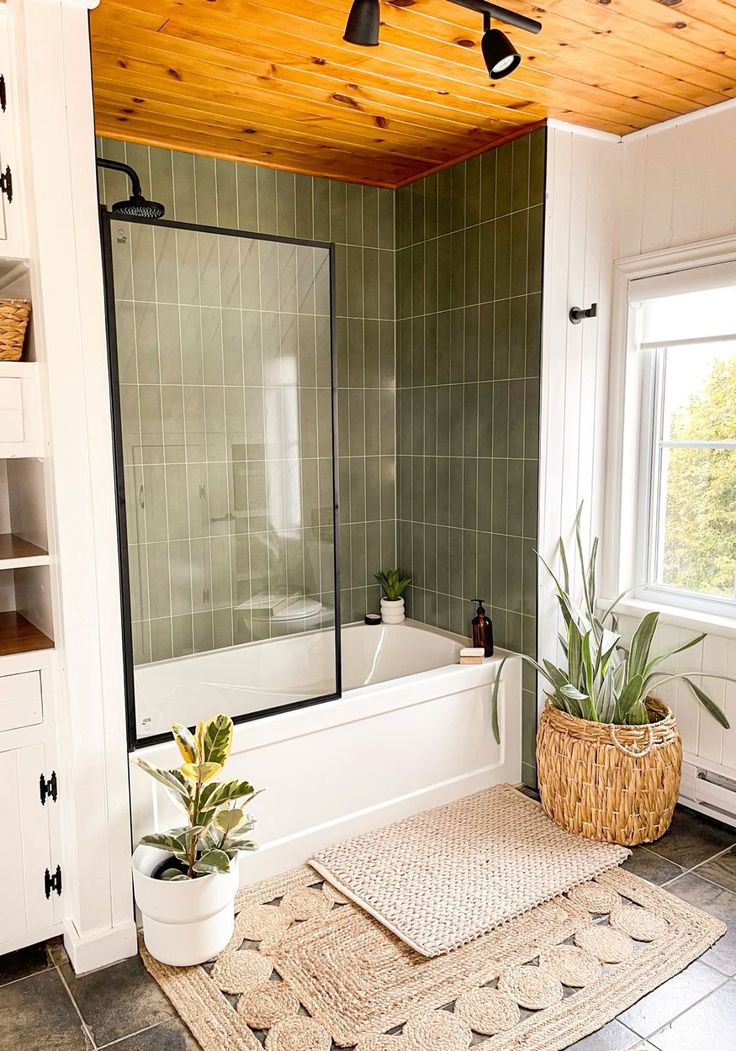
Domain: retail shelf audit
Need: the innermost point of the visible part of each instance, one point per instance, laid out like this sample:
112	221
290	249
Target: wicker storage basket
616	784
14	321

++++++++++++++++++++

- [WHAT TO WORK ON]: Write out every line of the items above again, requests included but pictures omitted, and add -19 to each coordinate in the answer points.

- [FINAL RESULT]:
Domain: retail shelf audit
Need: the innermost point of the visible part of each instance, one point per instance, laid out like this sample:
112	221
290	249
Target: wicker storage basket
597	765
-5	302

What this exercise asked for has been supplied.